### Short exercise a
In the Kawah Ijen hiking account below, condense the paragraph beginning "We started the hike at around 02:00" into a short bulleted list that keeps its main facts.

### Passage provided
━━━━━━━━━━

I wandered around for a bit and went back to the hostel. I laid down on my bed but didn’t catch much sleep and I ended up waking up before the alarm went off. It was 00:00. I was picked up at my hostel and brought to Danu’s Homestay. There were some people there, waiting for the nightly hike. We introduced each other and jumped in the 4 WD car.
We were 6 people in total: two guys from France, one girl from France, one girl from Sweden, a guy from Livia and myself. The two guys from France were firemen. They were there to try to extinguish the blue fire. Just kidding lol. They were on holidays. The girl from France was doing something similar to what I was doing but for a longer period. She was travelling for half a year! And the girl from Sweden and the guy from Livia were also travelling for a shorter period.
The road to the base camp of Kawah Ijen felt good enough. You have to take into account though that it was dark, I wasn’t driving and the car was a 4 WD. All in all, I guess it can’t be worse than the ones in Nusa Penida. It took us around one hour and a half to make it to the base camp. Once there, we got off to meet our guide. We also met the new temperature: it was chill. It was completely dark, except for the flashlight of the hikers and the light coming from some shops, were you can buy food and drinks. There were also some people selling flashlights and masks. After a brief talk with our guide, we got ready to start the hike. Before though, we double-checked we were carrying all the stuff needed for our nightly hike to Kawah Ijen.
What do you need to hike to Kawah Ijen at night?
- Water
- Mask
- Flashlight
- Warm clothes like a hoodie and a pair of long pants. You might not need them during the steepest part of the hike, but you will need them earlier and later on.
- Some food. Remember you are going to spend around 8 to 10 hours outside of your hostel. You might want to bring it with you or buy it at the base camp.
- An average level of fitness and willpower. It is not like if you were going to climb the Everest but, some parts, specially at the beginning, are kind of steep.
- A good camera. I couldn’t get good photos from the blue fire with my phone.
We started the hike at around 02:00. That time is just perfect if you want to see the blue fire and the sunrise later on. If you don’t care much about the blue fire, you can go later, to avoid the crowd. You can even go during the day, but, like that, it will be almost impossible to see the blue fire.
The beginning of the hike was kind of easy. The way was not very steep and it wasn’t crowded. We were walking under a beautiful starry sky. It was an amazing feeling, being there, in the darkness, with the only light being the one of our flashlight. I was there with people I had just met but with whom I shared a common goal: chasing the blue fire at Kawah Ijen, one of the most incredible volcanoes in the world.

━━━━━━━━━━

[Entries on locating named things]
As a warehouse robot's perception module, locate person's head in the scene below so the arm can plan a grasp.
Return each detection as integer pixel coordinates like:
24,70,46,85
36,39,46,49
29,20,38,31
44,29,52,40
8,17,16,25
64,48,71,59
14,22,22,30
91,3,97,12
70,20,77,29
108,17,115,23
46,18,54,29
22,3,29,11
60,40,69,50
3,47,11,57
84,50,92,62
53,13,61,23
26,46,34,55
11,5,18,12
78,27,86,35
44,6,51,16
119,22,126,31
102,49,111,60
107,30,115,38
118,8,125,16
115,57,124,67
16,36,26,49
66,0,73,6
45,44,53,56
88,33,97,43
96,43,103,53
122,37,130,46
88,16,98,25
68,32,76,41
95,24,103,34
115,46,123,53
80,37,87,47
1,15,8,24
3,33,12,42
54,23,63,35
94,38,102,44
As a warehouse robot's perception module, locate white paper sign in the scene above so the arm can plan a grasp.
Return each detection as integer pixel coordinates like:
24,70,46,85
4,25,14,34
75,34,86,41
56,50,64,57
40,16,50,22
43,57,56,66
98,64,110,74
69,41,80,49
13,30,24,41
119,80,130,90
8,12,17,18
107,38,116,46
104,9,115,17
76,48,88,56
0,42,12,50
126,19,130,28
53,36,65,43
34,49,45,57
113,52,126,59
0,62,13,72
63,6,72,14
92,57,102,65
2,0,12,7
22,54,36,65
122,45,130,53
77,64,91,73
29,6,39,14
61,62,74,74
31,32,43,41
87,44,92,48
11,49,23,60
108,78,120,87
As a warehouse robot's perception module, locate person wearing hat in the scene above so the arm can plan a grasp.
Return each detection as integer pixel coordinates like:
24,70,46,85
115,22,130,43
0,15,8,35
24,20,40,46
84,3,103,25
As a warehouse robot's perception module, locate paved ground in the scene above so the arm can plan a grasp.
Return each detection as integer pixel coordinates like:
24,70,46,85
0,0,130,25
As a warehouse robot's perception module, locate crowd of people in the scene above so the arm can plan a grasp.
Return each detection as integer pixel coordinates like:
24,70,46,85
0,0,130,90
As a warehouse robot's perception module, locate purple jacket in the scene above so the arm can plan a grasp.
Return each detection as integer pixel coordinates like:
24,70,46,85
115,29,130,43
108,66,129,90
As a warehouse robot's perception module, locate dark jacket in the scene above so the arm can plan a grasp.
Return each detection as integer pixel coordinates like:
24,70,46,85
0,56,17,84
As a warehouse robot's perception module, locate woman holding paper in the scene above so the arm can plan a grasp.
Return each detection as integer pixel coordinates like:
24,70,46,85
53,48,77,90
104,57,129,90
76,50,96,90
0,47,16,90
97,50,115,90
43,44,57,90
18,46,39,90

━━━━━━━━━━

### Short exercise b
Render as a numbered list, omitting blank lines, the records starting with the line that contains "As a warehouse robot's perception module, locate purple" and going on through the line that contains "108,66,129,90".

### Task response a
- The hike began at around 02:00.
- That start time is ideal for seeing both the blue fire and, later, the sunrise.
- Those less interested in the blue fire can start later to avoid the crowd.
- A daytime hike is possible, but the blue fire will then be almost impossible to see.

### Task response b
1. As a warehouse robot's perception module, locate purple jacket in the scene above so the arm can plan a grasp.
2. Return each detection as integer pixel coordinates like:
3. 24,70,46,85
4. 115,29,130,43
5. 108,66,129,90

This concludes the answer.